● **Source records**:
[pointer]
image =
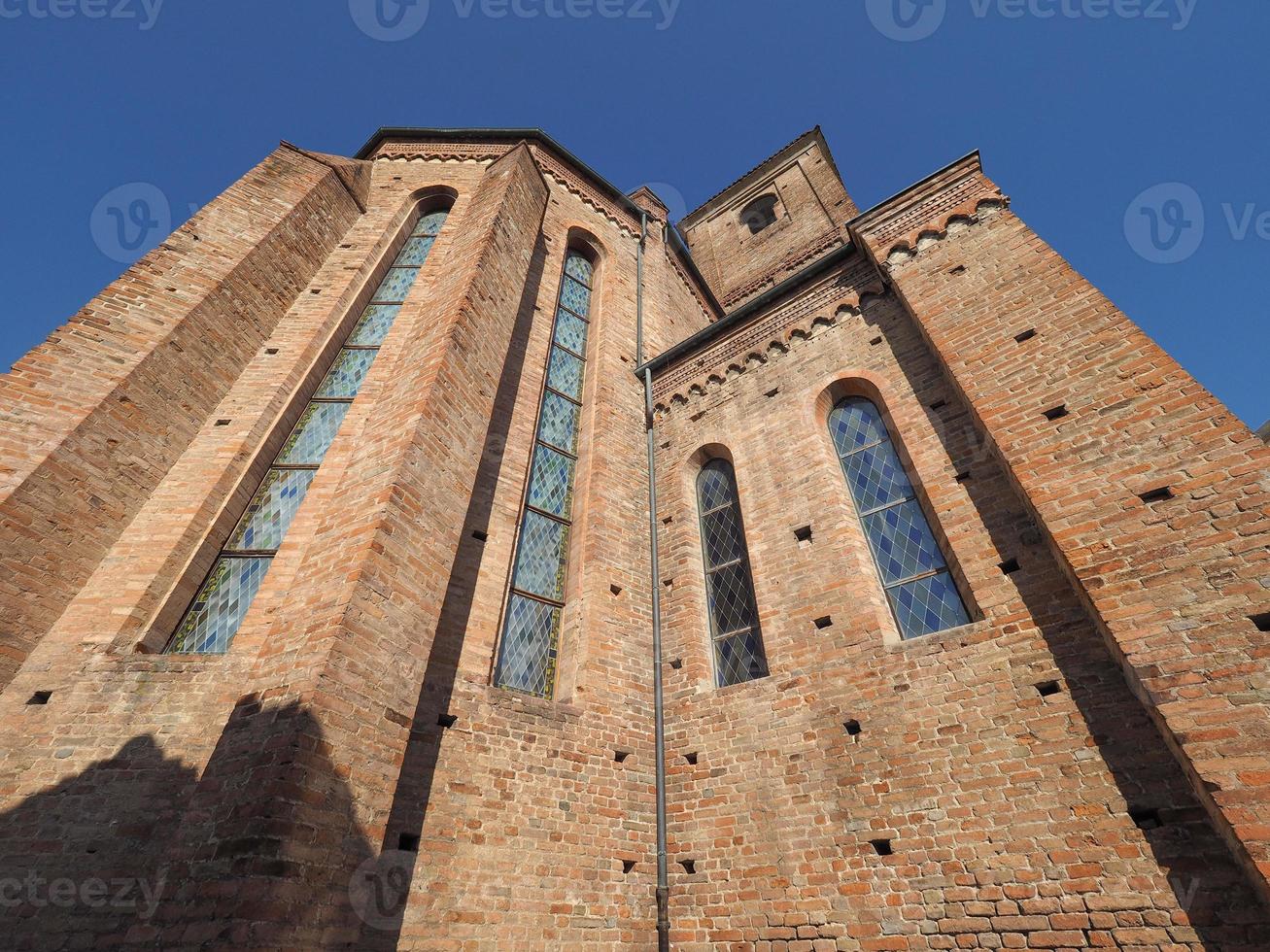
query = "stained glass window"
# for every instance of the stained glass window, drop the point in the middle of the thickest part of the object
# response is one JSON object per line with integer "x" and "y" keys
{"x": 738, "y": 645}
{"x": 531, "y": 624}
{"x": 910, "y": 560}
{"x": 223, "y": 599}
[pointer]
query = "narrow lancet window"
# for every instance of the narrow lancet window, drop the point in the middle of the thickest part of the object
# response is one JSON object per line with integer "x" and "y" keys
{"x": 910, "y": 561}
{"x": 738, "y": 644}
{"x": 218, "y": 611}
{"x": 531, "y": 624}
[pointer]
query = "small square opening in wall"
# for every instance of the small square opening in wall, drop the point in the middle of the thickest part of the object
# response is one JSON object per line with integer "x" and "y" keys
{"x": 1047, "y": 688}
{"x": 1055, "y": 413}
{"x": 1146, "y": 818}
{"x": 1156, "y": 495}
{"x": 408, "y": 841}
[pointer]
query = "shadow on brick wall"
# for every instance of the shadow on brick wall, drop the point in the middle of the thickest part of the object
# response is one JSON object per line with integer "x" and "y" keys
{"x": 414, "y": 783}
{"x": 83, "y": 862}
{"x": 1208, "y": 884}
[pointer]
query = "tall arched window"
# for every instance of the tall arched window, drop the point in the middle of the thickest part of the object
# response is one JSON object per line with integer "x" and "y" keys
{"x": 738, "y": 644}
{"x": 531, "y": 621}
{"x": 909, "y": 559}
{"x": 214, "y": 617}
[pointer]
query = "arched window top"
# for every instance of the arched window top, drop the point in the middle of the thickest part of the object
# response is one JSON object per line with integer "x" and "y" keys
{"x": 738, "y": 644}
{"x": 760, "y": 214}
{"x": 909, "y": 558}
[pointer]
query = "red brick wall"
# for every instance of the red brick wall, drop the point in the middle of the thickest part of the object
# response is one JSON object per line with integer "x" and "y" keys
{"x": 1173, "y": 584}
{"x": 95, "y": 417}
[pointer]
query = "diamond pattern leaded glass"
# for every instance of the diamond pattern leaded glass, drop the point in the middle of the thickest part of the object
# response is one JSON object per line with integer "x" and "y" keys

● **Instructions to follow**:
Please pick out and copy every line in the records above that contains the word "narrow".

● **Full solution**:
query = "narrow lancet window"
# for every instance of the narrow lancet window, drop the point in the middle of the thickest part of the object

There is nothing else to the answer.